Si cette tradition reflète bien un fond chrétien, son expression s’est transformée sous l’influence du milieu populaire. Rare­ment religieux, les thèmes illustrés sur les ronds de cougnous représentent en grande majorité les scènes de la vie quotidienne des paysans ou de la petite bourgeoisie. Jusqu’à rappeler les personnages des tableaux de Bruegel. On a du mal à croire, comme on le dit en certains endroits, qu’ils devaient décorer des cadeaux offerts par le petit Jésus aux enfants sages… De plus, le caractère populaire des cougnous s’affirme lorsqu’ils deviennent l’objet d’un jeu de cartes : les traîrîyes. Cette tradition existe à Andenne, où les habitants prati­quent encore maintenant ce jeu dont les origines ne sont pas bien connues. Il se déroule dans les ateliers des boulangers, dans les pâtisseries et dans les cafés. Autre­fois on le jouait aussi dans les maisons par­ticulières. Pour les Andennais, la traîrîye est une série de cinq cougnous de dimen­sions décroissantes. Le premier cougnou, li prumî, pèse 500 g, le deuxième, li deûzyin.me, 400 g, le troisième, li trèzyin.me, 300 g, le quatrième, li quatyin.me, 200 g et le dernier li trôye (la truie) ne pèse que 100 g. Le jeu se déroule à Noël, après la messe de minuit, dans les ateliers des boulangers qui avaient déjà préparé des tables et des cougnous à l’intention des joueurs. Ceux-ci forment des groupes de dix personnes dont chacune verse une somme donnée dans la caisse. On joue avec 52 cartes, un des joueurs les mêle, son voisin de droite les coupe et celui de gauche en distribue une à chaque joueur. La carte en dessous du paquet est retournée et le joueur qui pos­sède la carte la plus haute gagne li prumî : le plus grand cougnou. Ainsi le jeu conti­nue jusqu’à la distribution de la trôye. La soirée se prolonge souvent durant toute la nuit dans une ambiance animée. Il n’est pas rare de voir défiler jusqu’à trois cents joueurs dans un atelier car les visiteurs cir­culent de l’un à l’autre. Certains joueurs viennent de loin, de Liège et même de Bruxelles. Les boulangers andennais pas­sent, avant les fêtes de Noël, plusieurs nuits blanches pour préparer ces festivités. Ils commencent d’ailleurs à vendre leurs cou­gnous à partir du 15 novembre — la demande oblige…

Depuis quelques années cette coutume a subi une modification : sur l’initiative d’un pâtissier local, li prumî, le premier cougnou a été remplacé par une bûche de Noël. Mais ce changement n’est pas appré­cié par tous les habitants d’Andenne et le retour à la tradition n’est pas exclu.
----
• _EXERCICES PROPOSÉS_
1. Selon le document, combien pèse la trôye, le dernier cougnou de la traîrîye ?
2. Indiquez si chaque affirmation concorde avec le document. Répondez par oui ou par non, puis citez les mots du document qui tranchent.
(a) Le jeu de la traîrîye se joue avec 52 cartes.
(b) Les boulangers andennais commencent à vendre leurs cougnous à partir du 1er décembre.
(c) Les joueurs forment des groupes de dix personnes.

• _EXTRAIT DES DONNÉES_
----
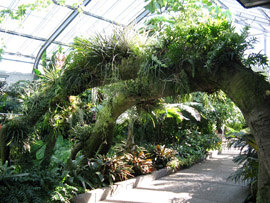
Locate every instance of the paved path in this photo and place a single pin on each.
(205, 182)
----
• _LES RÉPONSES_
1. La trôye ne pèse que 100 g.

2.
(a) Oui : « On joue avec 52 cartes ».
(b) Non : « à partir du 15 novembre ».
(c) Oui : « Ceux-ci forment des groupes de dix personnes ».